▸ Input:
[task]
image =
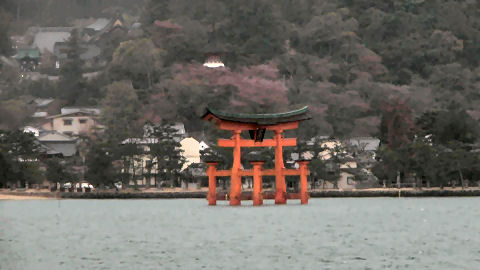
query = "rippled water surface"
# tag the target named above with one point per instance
(343, 233)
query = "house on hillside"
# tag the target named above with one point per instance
(44, 38)
(28, 59)
(73, 122)
(58, 144)
(142, 168)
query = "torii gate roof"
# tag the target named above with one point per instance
(264, 119)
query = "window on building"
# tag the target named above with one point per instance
(351, 180)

▸ Set problem: Strip out the images, then output the records above word for word.

▸ Result of this task:
[task]
image =
query = "rippled water surface"
# tag the target named above with one point per instance
(343, 233)
query = "house on hillside"
# tag the target named above with one point per instance
(44, 38)
(28, 59)
(73, 122)
(58, 144)
(142, 168)
query = "torii gate roof"
# tag the target named above with one point per instance
(264, 119)
query = "window on building"
# tag the target named above with one point per instance
(351, 180)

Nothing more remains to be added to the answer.